» Document excerpt
....................
Radiology Expert Witness – Communication In Radiology

Radiologist from Florida

COMMUNICATION IN RADIOLOGY

Although the primary reasons for radiology malpractice cases are missed diagnoses or delay of diagnosis, breakdown in communication between radiologists and ordering provider's now accounts for a growing number of malpractice cases against radiologists.

One of the first cases to address this issue was in 1966 in Indiana where a court determined that when confronted with clinically significant or urgent findings, radiologist should make direct telephone contact with the referring physician before sending out the written report because "radiologists frequently cannot depend on the clinician to read a written report".

The American College of Radiology guidelines for communication states "In emergent or other nonroutine clinical situations, the interpreting physician should expedite the delivery of a diagnostic imaging report in a manner that reasonably ensures timely receipt of the findings…Communication by telephone…is appropriate and ensures receipt of the findings".

Limitations in receipt of written reports from various studies include the fact that up to 36% of physician's receiving such reports fail to acknowledge that they have been received, up to 8% of notification alerts received by primary care physicians are not followed up due to either failure of transmission or failure of the referring physician to act, and 15% of physicians admit that they did not read radiologist reports.

New information technologies may help to obviate such difficulties and can insure that timely receipt of reporting is accomplished. However there is no set standard as to what constitutes timely.
....................
» Supplied material
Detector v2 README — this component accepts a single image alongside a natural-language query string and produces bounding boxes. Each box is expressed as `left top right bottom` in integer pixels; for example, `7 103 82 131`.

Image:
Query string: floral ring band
....................
» Work instructions
(a) Return everything in the communication in radiology text from "Limitations in receipt" down to "read radiologist reports.", word for word.
(b) List every percentage given in the communication in radiology text, with what each one measures.
Work only from the text on communication in radiology.

» Answers to the tasks
(a)
Limitations in receipt of written reports from various studies include the fact that up to 36% of physician's receiving such reports fail to acknowledge that they have been received, up to 8% of notification alerts received by primary care physicians are not followed up due to either failure of transmission or failure of the referring physician to act, and 15% of physicians admit that they did not read radiologist reports.

(b)
- 36%: physicians receiving written reports who fail to acknowledge that they have been received
- 8%: notification alerts received by primary care physicians that are not followed up, due to either failure of transmission or failure of the referring physician to act
- 15%: physicians who admit that they did not read radiologist reports